● TASK REQUIREMENTS
a: Sum up the text about the limit in two sentences.
b: Print the stretch of the text about the limit from "Because both numerator" through "survive after simplification.".

● TEXT EXCERPT
──────────────────────────────

$$\lim_{x \to 0} \frac{x\tan 2x - 2x\tan x}{(1 - \cos 2x)^2}$$ equals:

We are asked to evaluate the limit

$$\lim_{x \to 0}\dfrac{x\tan 2x\;-\;2x\tan x}{\left(1-\cos 2x\right)^{2}}.$$

Because both numerator and denominator tend to $$0$$ as $$x\to 0$$, this is an indeterminate form $$\dfrac{0}{0}$$. In such cases the Maclaurin (Taylor) expansions of the standard trigonometric functions about $$x=0$$ are very useful. We first recall the series we will need:

For small $$x$$,

$$\tan x = x + \dfrac{x^{3}}{3} + \dfrac{2x^{5}}{15} + \cdots,$$

$$\cos x = 1 - \dfrac{x^{2}}{2} + \dfrac{x^{4}}{24} - \dfrac{x^{6}}{720} + \cdots.$$

Now we substitute $$x$$ by $$2x$$ wherever required and write every term up to the power that will finally survive after simplification.

──────────────────────────────

[Source data]
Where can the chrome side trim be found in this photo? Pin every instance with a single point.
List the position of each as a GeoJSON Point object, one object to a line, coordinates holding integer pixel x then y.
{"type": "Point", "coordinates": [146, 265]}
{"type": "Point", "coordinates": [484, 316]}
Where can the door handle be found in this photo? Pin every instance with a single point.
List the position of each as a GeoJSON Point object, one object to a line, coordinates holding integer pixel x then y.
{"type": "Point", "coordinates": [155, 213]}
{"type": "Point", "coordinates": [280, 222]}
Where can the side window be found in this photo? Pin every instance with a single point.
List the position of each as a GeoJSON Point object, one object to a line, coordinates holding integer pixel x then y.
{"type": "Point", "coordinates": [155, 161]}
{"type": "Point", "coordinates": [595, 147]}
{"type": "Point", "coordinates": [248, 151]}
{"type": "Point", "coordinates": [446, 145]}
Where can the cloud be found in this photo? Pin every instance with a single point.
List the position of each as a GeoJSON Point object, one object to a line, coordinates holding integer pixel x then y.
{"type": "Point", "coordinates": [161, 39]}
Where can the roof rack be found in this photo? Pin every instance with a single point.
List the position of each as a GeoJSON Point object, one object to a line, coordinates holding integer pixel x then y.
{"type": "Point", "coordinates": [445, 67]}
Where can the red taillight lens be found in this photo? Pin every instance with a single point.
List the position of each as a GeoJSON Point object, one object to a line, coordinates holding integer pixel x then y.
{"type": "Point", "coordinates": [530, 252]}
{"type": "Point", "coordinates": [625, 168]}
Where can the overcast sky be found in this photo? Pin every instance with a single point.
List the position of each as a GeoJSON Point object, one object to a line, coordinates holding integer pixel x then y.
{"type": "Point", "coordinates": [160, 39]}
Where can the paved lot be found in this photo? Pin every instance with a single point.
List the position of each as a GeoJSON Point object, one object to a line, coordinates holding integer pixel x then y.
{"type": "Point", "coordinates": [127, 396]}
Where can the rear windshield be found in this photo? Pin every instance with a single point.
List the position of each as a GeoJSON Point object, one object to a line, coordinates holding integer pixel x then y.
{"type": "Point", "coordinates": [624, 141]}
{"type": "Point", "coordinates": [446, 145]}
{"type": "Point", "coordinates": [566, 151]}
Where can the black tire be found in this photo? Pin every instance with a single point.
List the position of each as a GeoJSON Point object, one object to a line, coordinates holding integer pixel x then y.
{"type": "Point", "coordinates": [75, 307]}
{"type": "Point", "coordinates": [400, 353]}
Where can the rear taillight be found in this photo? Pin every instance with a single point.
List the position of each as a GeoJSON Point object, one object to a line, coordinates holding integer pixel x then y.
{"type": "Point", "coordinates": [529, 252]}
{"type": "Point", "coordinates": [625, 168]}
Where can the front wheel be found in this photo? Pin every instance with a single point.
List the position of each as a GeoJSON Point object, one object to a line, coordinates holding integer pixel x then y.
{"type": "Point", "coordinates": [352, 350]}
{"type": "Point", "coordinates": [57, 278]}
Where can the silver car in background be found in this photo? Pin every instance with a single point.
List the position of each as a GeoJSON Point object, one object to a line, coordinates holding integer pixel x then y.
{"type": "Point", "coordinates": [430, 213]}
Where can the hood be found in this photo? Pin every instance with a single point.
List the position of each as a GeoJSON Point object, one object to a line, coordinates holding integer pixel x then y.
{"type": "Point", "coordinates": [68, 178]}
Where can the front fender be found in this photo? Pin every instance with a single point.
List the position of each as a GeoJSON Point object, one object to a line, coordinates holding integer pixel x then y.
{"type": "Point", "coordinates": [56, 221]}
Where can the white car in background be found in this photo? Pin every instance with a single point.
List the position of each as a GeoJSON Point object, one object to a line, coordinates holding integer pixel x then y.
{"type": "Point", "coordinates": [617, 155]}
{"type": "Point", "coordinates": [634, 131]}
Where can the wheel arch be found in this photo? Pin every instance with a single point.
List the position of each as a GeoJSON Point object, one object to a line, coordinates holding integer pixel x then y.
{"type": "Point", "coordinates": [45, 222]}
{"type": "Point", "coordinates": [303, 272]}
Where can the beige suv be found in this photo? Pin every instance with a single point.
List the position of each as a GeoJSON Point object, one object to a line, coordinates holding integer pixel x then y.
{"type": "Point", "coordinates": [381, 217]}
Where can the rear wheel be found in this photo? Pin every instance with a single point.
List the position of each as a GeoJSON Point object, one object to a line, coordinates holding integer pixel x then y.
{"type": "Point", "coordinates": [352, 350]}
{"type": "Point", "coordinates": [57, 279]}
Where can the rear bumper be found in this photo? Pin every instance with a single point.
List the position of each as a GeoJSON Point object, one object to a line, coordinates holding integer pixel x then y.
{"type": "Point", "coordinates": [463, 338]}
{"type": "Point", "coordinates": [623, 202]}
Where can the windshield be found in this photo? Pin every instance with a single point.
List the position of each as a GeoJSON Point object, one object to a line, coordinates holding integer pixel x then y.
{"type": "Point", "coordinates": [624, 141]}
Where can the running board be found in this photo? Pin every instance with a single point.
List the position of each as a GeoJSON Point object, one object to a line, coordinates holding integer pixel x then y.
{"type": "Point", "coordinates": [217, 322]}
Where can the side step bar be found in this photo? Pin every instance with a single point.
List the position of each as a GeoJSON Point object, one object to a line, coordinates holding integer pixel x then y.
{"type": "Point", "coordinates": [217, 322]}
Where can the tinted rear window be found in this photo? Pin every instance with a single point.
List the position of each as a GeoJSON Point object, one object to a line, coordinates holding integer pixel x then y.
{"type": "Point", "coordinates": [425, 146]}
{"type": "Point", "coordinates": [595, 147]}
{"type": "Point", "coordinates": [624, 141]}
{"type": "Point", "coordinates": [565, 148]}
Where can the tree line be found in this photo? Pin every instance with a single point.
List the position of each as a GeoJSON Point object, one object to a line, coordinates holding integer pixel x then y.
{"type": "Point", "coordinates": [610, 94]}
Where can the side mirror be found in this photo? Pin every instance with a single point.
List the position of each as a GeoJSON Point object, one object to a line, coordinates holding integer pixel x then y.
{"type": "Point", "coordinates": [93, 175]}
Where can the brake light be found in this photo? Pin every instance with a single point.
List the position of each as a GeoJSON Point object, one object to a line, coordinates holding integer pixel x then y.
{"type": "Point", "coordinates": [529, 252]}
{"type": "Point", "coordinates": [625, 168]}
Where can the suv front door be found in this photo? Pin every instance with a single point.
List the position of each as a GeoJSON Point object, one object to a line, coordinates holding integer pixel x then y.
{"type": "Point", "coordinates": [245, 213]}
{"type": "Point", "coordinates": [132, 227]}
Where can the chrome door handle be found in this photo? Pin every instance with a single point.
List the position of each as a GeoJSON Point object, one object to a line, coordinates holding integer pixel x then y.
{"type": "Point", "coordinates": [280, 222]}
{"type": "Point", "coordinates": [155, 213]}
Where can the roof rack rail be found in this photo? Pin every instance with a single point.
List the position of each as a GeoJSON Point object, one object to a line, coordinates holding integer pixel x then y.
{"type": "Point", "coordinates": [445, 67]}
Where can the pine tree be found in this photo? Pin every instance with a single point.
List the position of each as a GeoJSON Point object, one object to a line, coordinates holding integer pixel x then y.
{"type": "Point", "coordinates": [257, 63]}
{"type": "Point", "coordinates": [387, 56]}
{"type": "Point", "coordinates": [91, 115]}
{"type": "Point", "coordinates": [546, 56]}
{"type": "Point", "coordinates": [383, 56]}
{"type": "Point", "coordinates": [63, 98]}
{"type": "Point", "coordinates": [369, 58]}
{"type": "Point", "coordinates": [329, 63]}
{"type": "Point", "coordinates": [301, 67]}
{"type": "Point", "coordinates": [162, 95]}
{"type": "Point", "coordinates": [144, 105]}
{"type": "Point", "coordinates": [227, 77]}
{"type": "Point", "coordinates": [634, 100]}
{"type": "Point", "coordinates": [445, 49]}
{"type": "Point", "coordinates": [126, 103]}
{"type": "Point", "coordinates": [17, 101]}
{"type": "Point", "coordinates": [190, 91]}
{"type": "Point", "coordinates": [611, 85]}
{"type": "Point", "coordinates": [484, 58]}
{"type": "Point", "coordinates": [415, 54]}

──────────────────────────────

● SOLUTIONS PER TASK
a: The text sets out to evaluate the limit, as x approaches 0, of (x tan 2x − 2x tan x) divided by (1 − cos 2x) squared. Since both numerator and denominator tend to 0, giving the indeterminate form 0/0, it recalls the Maclaurin series for tan x and cos x about x = 0 and plans to substitute 2x for x, keeping every term up to the power that will survive simplification.

b:
Because both numerator and denominator tend to $$0$$ as $$x\to 0$$, this is an indeterminate form $$\dfrac{0}{0}$$. In such cases the Maclaurin (Taylor) expansions of the standard trigonometric functions about $$x=0$$ are very useful. We first recall the series we will need:

For small $$x$$,

$$\tan x = x + \dfrac{x^{3}}{3} + \dfrac{2x^{5}}{15} + \cdots,$$

$$\cos x = 1 - \dfrac{x^{2}}{2} + \dfrac{x^{4}}{24} - \dfrac{x^{6}}{720} + \cdots.$$

Now we substitute $$x$$ by $$2x$$ wherever required and write every term up to the power that will finally survive after simplification.